/---

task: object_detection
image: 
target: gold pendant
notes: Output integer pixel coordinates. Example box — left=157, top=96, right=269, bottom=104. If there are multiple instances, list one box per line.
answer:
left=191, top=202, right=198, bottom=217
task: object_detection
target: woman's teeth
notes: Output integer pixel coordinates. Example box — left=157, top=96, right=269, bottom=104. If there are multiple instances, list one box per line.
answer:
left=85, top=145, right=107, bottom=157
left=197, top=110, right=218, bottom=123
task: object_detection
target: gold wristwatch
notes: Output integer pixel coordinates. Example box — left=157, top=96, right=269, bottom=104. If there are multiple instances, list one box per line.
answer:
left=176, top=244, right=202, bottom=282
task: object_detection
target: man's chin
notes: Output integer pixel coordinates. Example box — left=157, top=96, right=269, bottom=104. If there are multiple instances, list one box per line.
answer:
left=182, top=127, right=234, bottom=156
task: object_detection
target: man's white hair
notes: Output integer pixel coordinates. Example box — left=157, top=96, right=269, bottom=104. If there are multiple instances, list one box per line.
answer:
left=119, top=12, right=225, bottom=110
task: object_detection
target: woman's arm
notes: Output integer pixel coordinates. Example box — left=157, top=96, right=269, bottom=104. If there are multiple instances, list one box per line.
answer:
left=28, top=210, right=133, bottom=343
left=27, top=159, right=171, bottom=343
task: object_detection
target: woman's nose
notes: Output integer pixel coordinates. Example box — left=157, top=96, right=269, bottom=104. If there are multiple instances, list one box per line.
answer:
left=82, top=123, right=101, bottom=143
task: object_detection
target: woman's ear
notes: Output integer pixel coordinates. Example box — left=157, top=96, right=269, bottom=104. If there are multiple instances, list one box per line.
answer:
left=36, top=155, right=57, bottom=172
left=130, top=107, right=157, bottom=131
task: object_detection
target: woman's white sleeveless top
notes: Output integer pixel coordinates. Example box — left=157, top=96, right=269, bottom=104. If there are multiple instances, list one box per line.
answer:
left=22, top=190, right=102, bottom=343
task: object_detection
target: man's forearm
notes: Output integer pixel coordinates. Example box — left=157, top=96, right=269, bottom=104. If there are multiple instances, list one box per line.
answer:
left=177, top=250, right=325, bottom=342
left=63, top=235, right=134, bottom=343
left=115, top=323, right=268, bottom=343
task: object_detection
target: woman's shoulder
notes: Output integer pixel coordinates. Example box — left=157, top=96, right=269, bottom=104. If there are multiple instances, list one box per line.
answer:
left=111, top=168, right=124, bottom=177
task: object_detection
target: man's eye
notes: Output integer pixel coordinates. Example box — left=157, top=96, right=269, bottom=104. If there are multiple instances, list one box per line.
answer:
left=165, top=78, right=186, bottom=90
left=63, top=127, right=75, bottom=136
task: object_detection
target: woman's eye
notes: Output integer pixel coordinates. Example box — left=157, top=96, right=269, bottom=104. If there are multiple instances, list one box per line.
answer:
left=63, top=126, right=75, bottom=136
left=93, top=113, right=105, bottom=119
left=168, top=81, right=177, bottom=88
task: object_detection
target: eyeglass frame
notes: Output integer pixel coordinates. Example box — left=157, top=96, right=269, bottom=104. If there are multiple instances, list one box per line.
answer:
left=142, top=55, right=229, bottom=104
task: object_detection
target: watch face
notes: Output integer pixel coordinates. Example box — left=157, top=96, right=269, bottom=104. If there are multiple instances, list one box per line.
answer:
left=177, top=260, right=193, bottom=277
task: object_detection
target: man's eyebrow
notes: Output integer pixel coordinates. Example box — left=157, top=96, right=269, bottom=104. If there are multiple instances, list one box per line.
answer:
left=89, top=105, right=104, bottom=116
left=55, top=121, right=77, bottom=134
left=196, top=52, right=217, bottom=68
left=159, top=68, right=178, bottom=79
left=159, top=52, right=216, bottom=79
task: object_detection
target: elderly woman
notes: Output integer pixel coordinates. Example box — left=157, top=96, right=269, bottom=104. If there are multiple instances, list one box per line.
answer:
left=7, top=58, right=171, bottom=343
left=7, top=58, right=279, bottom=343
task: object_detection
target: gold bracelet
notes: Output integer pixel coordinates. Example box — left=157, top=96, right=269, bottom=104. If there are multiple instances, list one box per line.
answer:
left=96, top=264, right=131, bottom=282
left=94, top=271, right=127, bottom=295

\---
/---

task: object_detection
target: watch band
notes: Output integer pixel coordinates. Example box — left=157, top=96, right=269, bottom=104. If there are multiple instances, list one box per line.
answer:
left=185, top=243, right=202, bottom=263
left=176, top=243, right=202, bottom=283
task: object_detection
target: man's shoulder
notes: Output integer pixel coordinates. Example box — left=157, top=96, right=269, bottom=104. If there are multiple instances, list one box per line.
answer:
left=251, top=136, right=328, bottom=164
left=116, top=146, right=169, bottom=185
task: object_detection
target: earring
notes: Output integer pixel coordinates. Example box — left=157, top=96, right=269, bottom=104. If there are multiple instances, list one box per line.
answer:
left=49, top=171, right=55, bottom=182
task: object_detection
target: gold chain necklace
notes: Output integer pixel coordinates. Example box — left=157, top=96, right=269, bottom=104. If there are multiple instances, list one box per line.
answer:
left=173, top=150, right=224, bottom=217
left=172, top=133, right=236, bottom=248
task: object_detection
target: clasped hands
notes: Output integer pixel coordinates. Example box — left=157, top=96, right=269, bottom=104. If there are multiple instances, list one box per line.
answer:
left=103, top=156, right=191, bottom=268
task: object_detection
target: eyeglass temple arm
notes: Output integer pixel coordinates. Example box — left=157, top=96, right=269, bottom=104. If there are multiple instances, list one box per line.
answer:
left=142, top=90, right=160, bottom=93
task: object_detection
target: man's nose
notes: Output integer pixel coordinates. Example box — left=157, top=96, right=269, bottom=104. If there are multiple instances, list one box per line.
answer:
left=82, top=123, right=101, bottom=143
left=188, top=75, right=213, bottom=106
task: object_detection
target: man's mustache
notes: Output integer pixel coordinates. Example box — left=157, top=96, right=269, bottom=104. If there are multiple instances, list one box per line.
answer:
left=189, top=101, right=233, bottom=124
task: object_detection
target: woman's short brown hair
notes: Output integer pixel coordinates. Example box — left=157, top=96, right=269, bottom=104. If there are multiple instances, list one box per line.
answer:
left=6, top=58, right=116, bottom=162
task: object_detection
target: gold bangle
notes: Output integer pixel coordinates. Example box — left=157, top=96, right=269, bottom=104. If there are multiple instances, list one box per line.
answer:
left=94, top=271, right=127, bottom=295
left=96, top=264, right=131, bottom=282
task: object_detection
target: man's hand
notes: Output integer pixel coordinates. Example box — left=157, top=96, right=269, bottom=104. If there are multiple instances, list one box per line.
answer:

\---

• Brief: Count the lines in the rows above that contain the string "white", with uppercase and lowercase treated as different. Reply with the number alone.

• Answer to the problem: 2